Reproduce all of the material below word for word, leaving the pictures out of your answer.

====== THE INPUT

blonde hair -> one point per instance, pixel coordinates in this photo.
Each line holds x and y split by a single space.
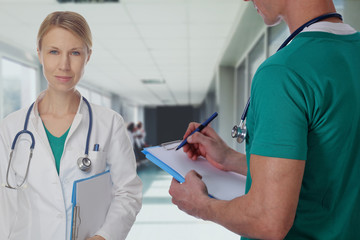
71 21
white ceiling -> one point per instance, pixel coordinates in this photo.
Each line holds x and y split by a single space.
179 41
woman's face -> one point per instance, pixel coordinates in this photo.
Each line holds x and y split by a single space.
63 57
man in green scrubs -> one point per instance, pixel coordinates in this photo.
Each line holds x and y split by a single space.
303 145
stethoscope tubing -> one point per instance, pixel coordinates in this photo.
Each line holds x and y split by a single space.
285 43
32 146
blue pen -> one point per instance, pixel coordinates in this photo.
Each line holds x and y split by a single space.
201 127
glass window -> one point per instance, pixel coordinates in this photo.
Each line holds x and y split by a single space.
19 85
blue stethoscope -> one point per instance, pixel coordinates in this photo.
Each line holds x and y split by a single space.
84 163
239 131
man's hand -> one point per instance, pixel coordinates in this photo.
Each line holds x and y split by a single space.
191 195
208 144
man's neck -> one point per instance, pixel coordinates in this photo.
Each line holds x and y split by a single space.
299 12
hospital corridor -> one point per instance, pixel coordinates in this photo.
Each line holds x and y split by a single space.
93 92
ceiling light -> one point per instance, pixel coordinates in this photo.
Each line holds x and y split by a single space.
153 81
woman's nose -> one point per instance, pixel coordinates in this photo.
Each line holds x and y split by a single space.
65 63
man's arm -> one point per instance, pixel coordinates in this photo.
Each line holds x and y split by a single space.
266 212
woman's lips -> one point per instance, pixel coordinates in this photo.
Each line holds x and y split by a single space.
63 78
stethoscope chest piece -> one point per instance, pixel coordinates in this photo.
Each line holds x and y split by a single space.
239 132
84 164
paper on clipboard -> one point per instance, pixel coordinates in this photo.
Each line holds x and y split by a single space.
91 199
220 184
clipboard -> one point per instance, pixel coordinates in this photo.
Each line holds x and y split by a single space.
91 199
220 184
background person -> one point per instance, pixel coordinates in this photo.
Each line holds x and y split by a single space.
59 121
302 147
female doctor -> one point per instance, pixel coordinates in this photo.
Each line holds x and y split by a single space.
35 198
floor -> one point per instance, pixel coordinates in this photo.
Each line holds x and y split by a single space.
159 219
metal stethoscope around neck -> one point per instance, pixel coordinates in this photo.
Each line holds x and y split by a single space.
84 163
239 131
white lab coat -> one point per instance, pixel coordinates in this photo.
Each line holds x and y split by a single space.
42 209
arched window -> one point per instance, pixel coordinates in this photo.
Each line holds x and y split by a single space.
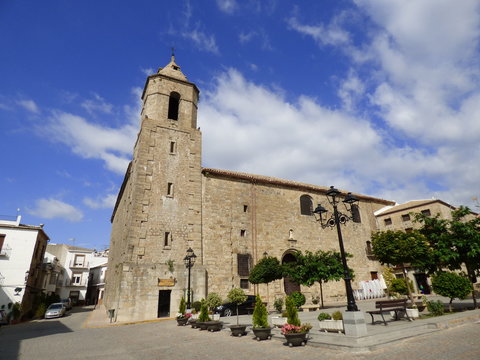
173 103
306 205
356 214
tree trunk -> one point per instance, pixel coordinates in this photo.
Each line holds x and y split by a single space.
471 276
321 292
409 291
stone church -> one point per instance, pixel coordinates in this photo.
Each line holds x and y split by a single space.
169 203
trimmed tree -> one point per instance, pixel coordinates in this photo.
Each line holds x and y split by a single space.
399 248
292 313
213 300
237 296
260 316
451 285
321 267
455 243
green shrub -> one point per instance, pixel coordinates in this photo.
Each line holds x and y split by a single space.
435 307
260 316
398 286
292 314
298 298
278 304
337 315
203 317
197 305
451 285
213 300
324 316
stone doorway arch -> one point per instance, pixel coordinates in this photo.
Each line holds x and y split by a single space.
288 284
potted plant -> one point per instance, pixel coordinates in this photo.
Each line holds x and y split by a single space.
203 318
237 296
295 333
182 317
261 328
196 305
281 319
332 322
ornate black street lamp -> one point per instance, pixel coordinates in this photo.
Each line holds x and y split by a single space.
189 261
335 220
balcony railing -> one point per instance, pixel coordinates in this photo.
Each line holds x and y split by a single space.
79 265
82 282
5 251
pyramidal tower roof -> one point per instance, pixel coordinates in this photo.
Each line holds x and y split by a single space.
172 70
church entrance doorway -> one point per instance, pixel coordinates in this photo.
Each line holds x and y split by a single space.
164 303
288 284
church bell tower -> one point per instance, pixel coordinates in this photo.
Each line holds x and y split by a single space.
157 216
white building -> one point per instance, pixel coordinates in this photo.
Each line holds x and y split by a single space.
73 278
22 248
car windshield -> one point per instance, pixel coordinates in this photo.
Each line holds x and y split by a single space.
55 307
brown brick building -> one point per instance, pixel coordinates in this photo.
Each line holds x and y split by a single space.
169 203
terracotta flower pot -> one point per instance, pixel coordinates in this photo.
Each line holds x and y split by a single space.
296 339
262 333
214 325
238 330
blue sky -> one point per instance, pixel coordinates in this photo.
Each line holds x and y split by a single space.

============

__IN RESPONSE__
blonde hair -> one point per instance, pixel coordinates in this photo.
Each line holds x and y split by a single space.
71 21
white ceiling -> one point per instance, pixel coordinates in this photo.
Each line holds x and y split by a single space.
179 41
woman's face -> one point per instance, pixel coordinates in this photo.
Each line holds x and y split by a single space.
63 57
man in green scrubs -> one point per instance, pixel coordinates in this photo.
Each line holds x and y split by a single space.
303 145
stethoscope tubing -> one point per instance, pixel coordinates in this photo.
Each line holds x and y split by a single space.
285 43
32 146
blue pen -> one point per instance, pixel coordinates in this photo.
Each line holds x and y split by a single space.
201 127
glass window -> one point per instance, pixel coordinates in this photo.
Each line holds x and y split by a single space.
19 85
blue stethoscope -> one point per instance, pixel coordinates in this photo.
Each line holds x and y split by a single space.
84 163
239 131
man's hand -> one point per instance, pixel coordinates in this photo.
Each line holds x and y split by a single space.
191 195
208 144
man's neck -> one point per instance, pixel coordinates in this photo.
Each line holds x and y split by a single space.
299 12
hospital corridor -> one point per instance, pixel coordinates in this photo.
Each line holds x and y split by a single space.
93 92
ceiling light -> one point per instance, pixel coordinates in this photo.
Each line holds x and y split by a single space.
153 81
woman's nose -> one point per instance, pixel coordinates in this photo.
Each line holds x and y split by a single space.
65 63
man's arm -> one point per instance, pixel coordinates in this photo.
Each line holds x and y split by a single space.
266 212
woman's lips -> one point per instance, pixel coordinates in this photo.
Each line holds x and y split by a single space.
63 78
stethoscope chest piece -> one point per instance, pixel coordinates in this photo.
Each line holds x and y split by a single space.
239 132
84 164
paper on clipboard -> one point per instance, pixel coordinates in this photo.
Each line holds x and y split by a single space.
91 199
220 184
clipboard -> one point per instance, pixel coordinates in this photo.
Each line holds x and y split by a single space.
91 199
220 184
background person -> one point per instance, pixel coordinates in this photo.
Each line holds x and y split by a single space.
59 121
302 147
female doctor -> one point per instance, pixel coordinates in this photo.
Each line holds x and y split by a single space.
35 198
floor -> one point per instance, pixel coordinates in this photo.
Each line holds x and y split by a single space.
159 219
metal stethoscope around neck -> one point per instance, pixel coordinates in this photo.
Each line holds x and y split by a single space.
84 163
239 131
white lab coat -> one point per instance, pixel coordinates in this photo.
Each line holds x and y split by a single space.
42 209
arched window -> one point per instance, pixel coordinates in this photo.
Each line holds x and y split by a single space.
173 103
306 205
356 214
tree trunk -> one point per instance, pixel coordinates in this photo.
Each line holds x and y split by a single space.
471 276
321 292
409 291
stone church -> one point per instance, pixel coordinates in this photo.
Each line holds x and y split by a single space.
169 203
trimmed tree -> one point per instance, pixel coordinates in this photo.
Each line holds x and y split by a single space.
399 248
292 313
213 300
237 296
260 316
451 285
321 267
455 243
green shrub -> one point per instance, pixel coordinates in this photo.
Each line holds x and y split by a single space.
435 307
260 316
398 286
292 314
298 298
278 304
337 315
203 317
197 305
451 285
213 300
324 316
stone doorway arch -> one point per instance, pixel coordinates in this photo.
Each line holds x and y split by a single space.
288 284
potted plant -> one point per instance, pixel coordinates in this photo.
Each line holds x and y split by a single space.
203 318
237 296
295 333
182 317
261 328
196 305
281 319
332 322
ornate black street lamp -> one point per instance, pixel coordinates in this photo.
Each line holds x and y split by a single space.
189 261
335 220
balcony railing -> one point per instance, pixel coordinates in this photo.
Each line holds x and y split by a single space.
79 265
82 282
5 251
pyramidal tower roof -> one point per instance, pixel coordinates in this photo.
Each line holds x and y split by a single space.
172 70
church entrance doorway -> one point per instance, pixel coordinates in this photo.
Each line holds x and y split by a single space.
164 303
288 284
church bell tower -> one point per instance, pixel coordinates in this photo.
Each line holds x and y split by a single space.
157 216
white building -> one point per instance, pixel coordinates in this photo.
Each line holds x and y split by a single space.
73 278
22 248
car windshield -> one point per instance, pixel coordinates in this photo.
Each line holds x and y split by a single space.
55 307
brown brick building -> one point per instance, pixel coordinates in this photo.
Each line holds x and y split by a single space.
169 203
terracotta flower pot -> one point per instance, pixel coordinates in this photo.
Each line holds x and y split by a single space.
296 339
262 333
214 325
238 330
blue sky -> one point per instance, pixel coordinates in this photo.
Each line holds x and y split by a single space.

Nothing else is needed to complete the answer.